- ASSIGNMENT: Copy every record below exactly.

*** Opening of GIVEN DATA ***

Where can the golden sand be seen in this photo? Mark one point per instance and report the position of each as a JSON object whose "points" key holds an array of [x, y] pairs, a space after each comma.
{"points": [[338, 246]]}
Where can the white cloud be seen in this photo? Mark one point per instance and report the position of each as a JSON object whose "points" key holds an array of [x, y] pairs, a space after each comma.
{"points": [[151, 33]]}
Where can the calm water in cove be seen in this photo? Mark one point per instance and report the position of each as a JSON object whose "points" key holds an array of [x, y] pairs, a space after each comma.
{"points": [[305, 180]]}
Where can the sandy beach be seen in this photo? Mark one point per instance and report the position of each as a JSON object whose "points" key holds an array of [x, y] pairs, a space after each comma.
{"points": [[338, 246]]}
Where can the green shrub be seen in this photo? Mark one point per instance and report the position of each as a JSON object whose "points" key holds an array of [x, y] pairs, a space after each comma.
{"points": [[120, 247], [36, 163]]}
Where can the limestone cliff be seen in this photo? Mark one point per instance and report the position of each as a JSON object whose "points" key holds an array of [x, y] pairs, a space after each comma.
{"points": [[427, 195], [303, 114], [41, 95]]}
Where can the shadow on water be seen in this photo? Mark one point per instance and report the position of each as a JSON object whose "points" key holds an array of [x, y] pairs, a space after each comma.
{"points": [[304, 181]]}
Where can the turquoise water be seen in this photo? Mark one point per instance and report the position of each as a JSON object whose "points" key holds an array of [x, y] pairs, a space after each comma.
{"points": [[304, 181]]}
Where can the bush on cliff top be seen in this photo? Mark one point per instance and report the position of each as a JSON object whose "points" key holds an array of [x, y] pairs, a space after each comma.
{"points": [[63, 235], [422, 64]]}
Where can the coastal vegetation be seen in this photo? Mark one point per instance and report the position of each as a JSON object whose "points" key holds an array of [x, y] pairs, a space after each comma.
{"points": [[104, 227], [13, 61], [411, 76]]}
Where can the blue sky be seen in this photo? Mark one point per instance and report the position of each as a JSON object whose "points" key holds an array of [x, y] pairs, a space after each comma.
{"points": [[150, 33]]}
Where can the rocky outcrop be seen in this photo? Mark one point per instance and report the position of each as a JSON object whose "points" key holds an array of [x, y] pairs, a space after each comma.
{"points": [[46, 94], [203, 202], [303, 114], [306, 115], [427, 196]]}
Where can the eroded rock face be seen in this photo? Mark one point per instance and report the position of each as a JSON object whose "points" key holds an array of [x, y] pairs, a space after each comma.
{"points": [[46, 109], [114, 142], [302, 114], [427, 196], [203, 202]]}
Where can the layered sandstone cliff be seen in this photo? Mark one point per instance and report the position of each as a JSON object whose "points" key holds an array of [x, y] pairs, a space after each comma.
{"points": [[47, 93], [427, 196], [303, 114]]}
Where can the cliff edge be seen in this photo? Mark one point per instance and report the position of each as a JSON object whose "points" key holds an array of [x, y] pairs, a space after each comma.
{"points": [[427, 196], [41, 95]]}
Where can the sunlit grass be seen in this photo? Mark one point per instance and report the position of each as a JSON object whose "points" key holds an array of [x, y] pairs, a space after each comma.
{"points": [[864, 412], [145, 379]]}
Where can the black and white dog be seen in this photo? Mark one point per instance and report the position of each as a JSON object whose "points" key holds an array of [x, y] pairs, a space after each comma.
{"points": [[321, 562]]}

*** Close of GIVEN DATA ***

- SOLUTION TO THIS EXERCISE:
Where can the golden sand be seen in this photo? Mark one point per instance and report the position of each as a JSON object whose "points" key holds an array of [x, y] pairs, a space after each comma.
{"points": [[338, 246]]}
Where can the white cloud be seen in this photo? Mark one point per instance and report the position of each as a JSON object whose "points" key holds an array of [x, y] pairs, a space after each comma.
{"points": [[151, 33]]}
Where can the calm water in cove be seen in this photo? Mark one point per instance and report the position of each as a JSON object whose "points" key holds an array of [x, y] pairs, a space after each comma.
{"points": [[305, 180]]}
Where can the sandy beach be seen in this photo? Mark one point per instance and report the position of each as a JSON object whose "points" key holds an array of [x, y] pairs, a space after each comma.
{"points": [[338, 246]]}
Where can the green shrub be seen in this photo? Mark one point per instance and report the position of each as a JSON object whose "points" key holds an array of [x, y] pairs, a space after each comma.
{"points": [[120, 247], [36, 163]]}
Where can the limestone cliff be seen in this photo? Mark one point per instance and report the position of each as a JSON object whose "points" key holds an array of [x, y] pairs, a space after each comma.
{"points": [[427, 195], [303, 114], [41, 95]]}
Where can the shadow on water be seen in this photo? Mark one point per instance and report the position of each as a JSON object whose "points" key holds an array of [x, y] pairs, a space after each comma.
{"points": [[304, 181]]}
Where can the turquoise water be seen in this photo? Mark one point per instance and report the position of each as a JSON object whose "points" key holds an array of [x, y] pairs, a space after each comma.
{"points": [[304, 181]]}
Where can the bush on cliff top be seen in this photo? Mark one point per instance and report the position of each as a JSON object whose "points" key holds an array of [x, y] pairs, a space after each comma.
{"points": [[63, 235], [422, 64]]}
Where can the coastal vegetation be seen in this photo? Mark one point per instance and report the position of each as a JSON object whose "points" key holds an array of [x, y] pairs, a space after each comma.
{"points": [[104, 227], [13, 61], [411, 76]]}
Where can the blue sky be seen in this photo? Mark one point per instance and report the position of each as a JSON object whose "points" key holds an array of [x, y] pairs, a space after each comma.
{"points": [[150, 33]]}
Where can the rocky outcrop be seen in this photo? Mark one point per instance and report the position of each as a JSON object whose "points" key holds an array of [x, y] pairs, a space after each comma.
{"points": [[46, 94], [203, 202], [303, 114], [306, 115], [427, 196]]}
Where can the eroded rock face be seen in this photo? Mark one point per instance and report the position of each as a JSON object whose "points" key holds an array of [x, y] pairs, a space after each comma.
{"points": [[46, 109], [114, 142], [302, 114], [427, 196], [203, 202]]}
Where can the layered sandstone cliff be seen in this photo? Mark one point per instance and report the position of each as a JSON object whose "points" key holds an array of [x, y] pairs, a space after each comma.
{"points": [[47, 93], [427, 196], [303, 114]]}
Where can the cliff edge be seen in this photo? Mark one point per instance and report the position of each as a JSON object whose "points" key holds an array of [x, y] pairs, a space after each comma.
{"points": [[427, 196], [41, 95]]}
Where can the sunlit grass be seen in this photo? Mark one point per instance and report the position of each as a JSON object whose "points" key holds an array of [x, y] pairs, a space after each comma.
{"points": [[864, 412], [145, 379]]}
Where can the black and white dog be seen in this photo? Mark one point per instance and report the position of each as a JSON object whose "points" key holds an array of [x, y] pairs, a space after each comma.
{"points": [[321, 562]]}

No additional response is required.